** START Supplied records **

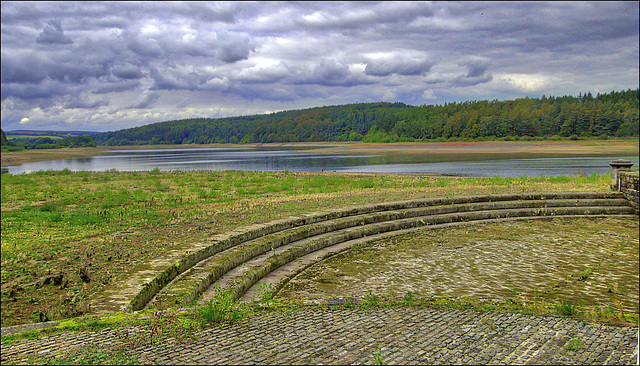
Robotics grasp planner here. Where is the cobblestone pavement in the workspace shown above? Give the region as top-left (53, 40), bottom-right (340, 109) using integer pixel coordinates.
top-left (1, 307), bottom-right (638, 365)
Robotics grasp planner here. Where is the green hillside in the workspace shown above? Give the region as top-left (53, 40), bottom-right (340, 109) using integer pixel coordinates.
top-left (92, 89), bottom-right (639, 146)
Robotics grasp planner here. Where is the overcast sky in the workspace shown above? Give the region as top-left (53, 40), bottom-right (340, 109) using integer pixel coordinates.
top-left (1, 1), bottom-right (640, 131)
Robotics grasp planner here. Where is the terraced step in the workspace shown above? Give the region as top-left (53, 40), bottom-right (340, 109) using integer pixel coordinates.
top-left (131, 192), bottom-right (633, 310)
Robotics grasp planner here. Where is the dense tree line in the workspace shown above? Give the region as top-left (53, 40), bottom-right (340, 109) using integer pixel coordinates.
top-left (93, 89), bottom-right (639, 146)
top-left (2, 131), bottom-right (96, 151)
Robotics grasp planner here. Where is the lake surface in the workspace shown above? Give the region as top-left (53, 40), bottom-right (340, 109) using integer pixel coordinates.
top-left (2, 148), bottom-right (638, 177)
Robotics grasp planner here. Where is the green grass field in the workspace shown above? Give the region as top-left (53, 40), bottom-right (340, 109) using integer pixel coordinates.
top-left (1, 170), bottom-right (632, 327)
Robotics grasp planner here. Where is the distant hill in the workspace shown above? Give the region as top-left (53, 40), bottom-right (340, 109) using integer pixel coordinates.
top-left (51, 89), bottom-right (640, 146)
top-left (4, 130), bottom-right (98, 138)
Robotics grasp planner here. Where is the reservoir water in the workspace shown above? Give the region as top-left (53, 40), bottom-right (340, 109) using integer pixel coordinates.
top-left (2, 148), bottom-right (638, 177)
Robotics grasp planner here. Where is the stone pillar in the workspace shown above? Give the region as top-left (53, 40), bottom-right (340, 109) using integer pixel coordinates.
top-left (609, 159), bottom-right (633, 191)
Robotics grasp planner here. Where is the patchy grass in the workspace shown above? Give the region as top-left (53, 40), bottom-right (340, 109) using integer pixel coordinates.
top-left (1, 170), bottom-right (610, 327)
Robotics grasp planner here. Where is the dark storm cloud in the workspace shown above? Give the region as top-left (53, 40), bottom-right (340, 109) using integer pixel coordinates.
top-left (0, 2), bottom-right (639, 129)
top-left (364, 58), bottom-right (433, 76)
top-left (36, 19), bottom-right (73, 44)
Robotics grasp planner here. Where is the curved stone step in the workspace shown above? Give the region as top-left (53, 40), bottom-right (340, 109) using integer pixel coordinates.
top-left (242, 214), bottom-right (637, 302)
top-left (125, 192), bottom-right (626, 310)
top-left (206, 206), bottom-right (630, 304)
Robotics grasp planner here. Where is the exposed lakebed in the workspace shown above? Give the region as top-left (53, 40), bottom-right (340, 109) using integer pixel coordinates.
top-left (3, 147), bottom-right (638, 177)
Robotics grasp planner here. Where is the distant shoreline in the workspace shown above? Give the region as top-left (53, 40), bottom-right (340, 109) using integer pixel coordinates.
top-left (1, 140), bottom-right (639, 167)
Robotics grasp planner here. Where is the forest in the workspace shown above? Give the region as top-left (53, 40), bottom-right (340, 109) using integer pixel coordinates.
top-left (2, 89), bottom-right (640, 151)
top-left (92, 89), bottom-right (640, 146)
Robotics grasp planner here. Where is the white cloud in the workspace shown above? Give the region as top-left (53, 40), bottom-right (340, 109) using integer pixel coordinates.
top-left (0, 2), bottom-right (640, 130)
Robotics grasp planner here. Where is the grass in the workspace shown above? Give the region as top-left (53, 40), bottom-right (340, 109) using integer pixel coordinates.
top-left (1, 170), bottom-right (624, 327)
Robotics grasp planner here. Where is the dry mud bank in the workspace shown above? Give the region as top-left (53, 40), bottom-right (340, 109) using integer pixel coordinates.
top-left (278, 217), bottom-right (639, 314)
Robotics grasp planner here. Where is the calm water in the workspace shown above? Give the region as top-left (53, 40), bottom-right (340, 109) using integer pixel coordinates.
top-left (2, 148), bottom-right (638, 177)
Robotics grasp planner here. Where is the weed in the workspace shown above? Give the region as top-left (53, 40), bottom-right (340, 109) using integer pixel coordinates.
top-left (362, 291), bottom-right (380, 308)
top-left (556, 300), bottom-right (580, 316)
top-left (27, 345), bottom-right (138, 365)
top-left (402, 291), bottom-right (416, 303)
top-left (564, 336), bottom-right (582, 352)
top-left (251, 283), bottom-right (273, 304)
top-left (196, 287), bottom-right (249, 324)
top-left (373, 349), bottom-right (386, 365)
top-left (578, 268), bottom-right (591, 281)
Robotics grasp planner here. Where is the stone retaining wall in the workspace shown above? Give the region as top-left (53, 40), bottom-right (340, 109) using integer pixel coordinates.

** END Supplied records **

**Written problem**
Could you reproduce the records above word for word, beginning at the start of the records and stopping after the line that contains "top-left (92, 89), bottom-right (639, 146)", with the pictures left out?

**Exercise result**
Robotics grasp planner here. Where is the cobblestone pavement in the workspace shown above? Give the region as top-left (53, 40), bottom-right (340, 109) using integer pixel coordinates.
top-left (1, 307), bottom-right (638, 365)
Robotics grasp planner here. Where is the green hillside in the workspace shown above? Give the region as top-left (53, 40), bottom-right (340, 109) using integer pixel coordinates.
top-left (92, 89), bottom-right (639, 146)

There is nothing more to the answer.